● DATA LINES
>> BEGIN
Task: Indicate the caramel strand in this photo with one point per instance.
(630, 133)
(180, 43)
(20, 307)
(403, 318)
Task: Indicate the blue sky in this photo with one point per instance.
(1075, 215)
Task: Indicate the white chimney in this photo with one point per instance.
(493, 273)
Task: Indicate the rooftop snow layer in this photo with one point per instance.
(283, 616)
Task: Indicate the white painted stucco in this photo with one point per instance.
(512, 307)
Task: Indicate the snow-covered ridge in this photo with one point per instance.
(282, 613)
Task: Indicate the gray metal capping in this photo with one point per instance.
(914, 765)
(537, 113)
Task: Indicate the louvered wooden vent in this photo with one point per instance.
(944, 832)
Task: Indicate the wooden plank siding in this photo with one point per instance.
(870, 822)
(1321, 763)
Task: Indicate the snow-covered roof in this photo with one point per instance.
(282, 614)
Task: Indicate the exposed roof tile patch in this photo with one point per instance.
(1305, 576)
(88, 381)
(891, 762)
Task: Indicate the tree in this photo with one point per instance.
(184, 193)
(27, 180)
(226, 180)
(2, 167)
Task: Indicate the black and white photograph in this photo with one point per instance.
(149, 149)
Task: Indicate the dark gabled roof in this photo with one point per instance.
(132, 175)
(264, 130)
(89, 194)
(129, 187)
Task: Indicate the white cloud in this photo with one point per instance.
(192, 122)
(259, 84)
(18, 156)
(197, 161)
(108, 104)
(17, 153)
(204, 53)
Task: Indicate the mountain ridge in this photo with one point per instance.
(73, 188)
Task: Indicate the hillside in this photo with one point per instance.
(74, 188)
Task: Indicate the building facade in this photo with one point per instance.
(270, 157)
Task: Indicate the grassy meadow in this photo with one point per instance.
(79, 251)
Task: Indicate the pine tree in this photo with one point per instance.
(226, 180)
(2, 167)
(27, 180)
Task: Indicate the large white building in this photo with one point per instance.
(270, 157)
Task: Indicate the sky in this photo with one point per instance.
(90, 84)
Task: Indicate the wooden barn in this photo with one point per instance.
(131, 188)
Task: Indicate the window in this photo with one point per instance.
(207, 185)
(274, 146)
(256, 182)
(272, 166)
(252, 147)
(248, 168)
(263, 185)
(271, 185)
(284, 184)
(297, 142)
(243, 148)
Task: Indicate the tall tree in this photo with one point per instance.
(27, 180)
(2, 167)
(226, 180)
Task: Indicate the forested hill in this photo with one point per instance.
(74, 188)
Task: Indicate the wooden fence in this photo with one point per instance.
>> END
● WRITTEN TASK
Reproduce every one of the rows above verbatim, with no changes.

● FULL OUTPUT
Task: Indicate the caramel strand in this photo with one point per instance.
(630, 133)
(180, 43)
(20, 307)
(403, 318)
Task: Indicate the blue sky in this photo with one point per instance.
(1075, 215)
Task: Indicate the white chimney in this photo with one point per instance.
(493, 273)
Task: Indicate the rooftop snow layer in this photo with one point per instance.
(283, 616)
Task: Indicate the white painted stucco in this photo with one point per instance.
(512, 307)
Task: Indicate the snow-covered ridge in this photo with one point per instance.
(282, 613)
Task: Indicate the gray metal capping in this photo with one point per instance.
(914, 765)
(537, 113)
Task: Indicate the louvered wooden vent in this photo with one point per instance.
(944, 832)
Task: Indicate the wooden plank siding in this photo with one point per instance.
(870, 822)
(1321, 763)
Task: Indicate the snow-covered roof in this photo with one point per instance.
(282, 614)
Task: Indicate the exposed roof tile patch in this photo with one point per instance.
(1305, 576)
(88, 381)
(891, 762)
Task: Indicate the tree in this photo with one point per instance.
(184, 193)
(27, 180)
(226, 180)
(2, 167)
Task: Indicate the black and white photograph in this photo with one point per instance.
(149, 149)
Task: Indicate the dark gabled roof in this photo with one point per instance.
(132, 175)
(264, 130)
(89, 194)
(129, 187)
Task: Indicate the white cloud in this photo with one point per instance.
(192, 122)
(259, 84)
(18, 156)
(197, 161)
(108, 104)
(17, 153)
(204, 53)
Task: Indicate the mountain ridge in this photo with one point per instance.
(73, 188)
Task: Indicate the hillside in this photo with one point per instance.
(74, 188)
Task: Indicate the building facade in this photo with one point per instance.
(270, 157)
Task: Indicate the grassy meadow in this photo with one point per instance.
(79, 251)
Task: Indicate the pine tree in this photo with one point per instance.
(226, 180)
(2, 167)
(27, 180)
Task: Indicate the large white building in this photo with one point per instance.
(270, 157)
Task: Indicate the sky in this photo with one point per instance.
(90, 84)
Task: Indicate the wooden barn in this photo with one point per instance.
(131, 188)
Task: Indicate the window in this photo with one point per instance.
(207, 185)
(274, 146)
(256, 182)
(272, 166)
(252, 147)
(248, 168)
(263, 185)
(271, 185)
(284, 184)
(297, 142)
(243, 148)
Task: Indicate the tall tree in this photo with one point per instance.
(27, 180)
(2, 167)
(226, 180)
Task: Indicate the forested hill in this photo with one point per instance.
(74, 188)
Task: Indicate the wooden fence in this photo with one point per instance.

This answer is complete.